List every line of the material below that contains the string "each", treating uppercase and lowercase letters as distinct.

▶ [Available data]:

>> start

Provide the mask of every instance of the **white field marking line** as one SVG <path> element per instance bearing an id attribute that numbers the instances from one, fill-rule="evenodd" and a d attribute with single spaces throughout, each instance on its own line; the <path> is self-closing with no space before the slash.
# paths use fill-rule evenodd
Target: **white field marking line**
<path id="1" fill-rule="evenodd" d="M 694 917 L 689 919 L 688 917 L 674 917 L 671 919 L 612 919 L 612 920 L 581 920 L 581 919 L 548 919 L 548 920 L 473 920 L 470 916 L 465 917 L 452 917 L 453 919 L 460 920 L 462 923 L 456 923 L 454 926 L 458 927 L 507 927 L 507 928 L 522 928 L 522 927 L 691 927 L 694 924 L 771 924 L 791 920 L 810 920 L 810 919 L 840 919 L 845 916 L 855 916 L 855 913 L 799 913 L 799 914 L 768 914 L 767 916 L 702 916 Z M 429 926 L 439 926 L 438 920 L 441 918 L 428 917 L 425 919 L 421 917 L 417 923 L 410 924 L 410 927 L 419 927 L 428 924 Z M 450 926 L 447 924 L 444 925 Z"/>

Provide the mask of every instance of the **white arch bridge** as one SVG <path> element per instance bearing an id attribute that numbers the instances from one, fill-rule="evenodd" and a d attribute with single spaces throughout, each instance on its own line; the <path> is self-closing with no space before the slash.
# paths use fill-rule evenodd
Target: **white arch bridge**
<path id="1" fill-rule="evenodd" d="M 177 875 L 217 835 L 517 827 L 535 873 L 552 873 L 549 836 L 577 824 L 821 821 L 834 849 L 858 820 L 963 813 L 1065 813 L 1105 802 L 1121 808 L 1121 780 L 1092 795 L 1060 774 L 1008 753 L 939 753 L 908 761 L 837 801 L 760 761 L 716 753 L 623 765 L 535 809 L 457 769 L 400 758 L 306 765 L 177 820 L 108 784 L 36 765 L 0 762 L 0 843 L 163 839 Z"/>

>> end
>> start

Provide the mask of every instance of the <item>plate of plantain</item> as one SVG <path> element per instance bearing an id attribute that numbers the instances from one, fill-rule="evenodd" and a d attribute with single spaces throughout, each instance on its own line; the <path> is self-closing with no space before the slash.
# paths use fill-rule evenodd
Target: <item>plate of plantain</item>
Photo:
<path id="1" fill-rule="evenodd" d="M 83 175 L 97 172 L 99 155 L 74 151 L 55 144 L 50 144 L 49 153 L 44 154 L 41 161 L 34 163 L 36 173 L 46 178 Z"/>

>> end
>> start

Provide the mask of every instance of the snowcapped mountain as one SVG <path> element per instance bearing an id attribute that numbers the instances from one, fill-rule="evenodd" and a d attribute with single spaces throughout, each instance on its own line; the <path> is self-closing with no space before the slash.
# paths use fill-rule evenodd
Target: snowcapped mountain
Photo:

>> end

▶ [Finished exercise]:
Provide the mask of every instance of the **white field marking line** as one SVG <path> element per instance bearing an id attribute that numbers the instances from one, fill-rule="evenodd" and a d attribute with single spaces throughout, each instance on its own line; the <path> is self-closing with no space before the slash.
Provide the mask of every instance of the **white arch bridge** as one SVG <path> element per instance bearing an id attribute that numbers the instances from one, fill-rule="evenodd" and a d attribute with single spaces throughout, each instance on its own line; the <path> is self-closing with no space before the slash.
Provide the mask of every instance of the <item>plate of plantain</item> as one SVG <path> element per instance bearing an id attribute that numbers the instances from one, fill-rule="evenodd" and a d attribute with single spaces throughout, each instance on its own line; the <path> is self-closing with no space before the slash.
Provide the mask of every instance of the snowcapped mountain as one SVG <path> element per instance bearing an id attribute that numbers the instances from one, fill-rule="evenodd" and a d attribute with single spaces throughout, each instance on its own line; the <path> is self-closing with no space before the slash.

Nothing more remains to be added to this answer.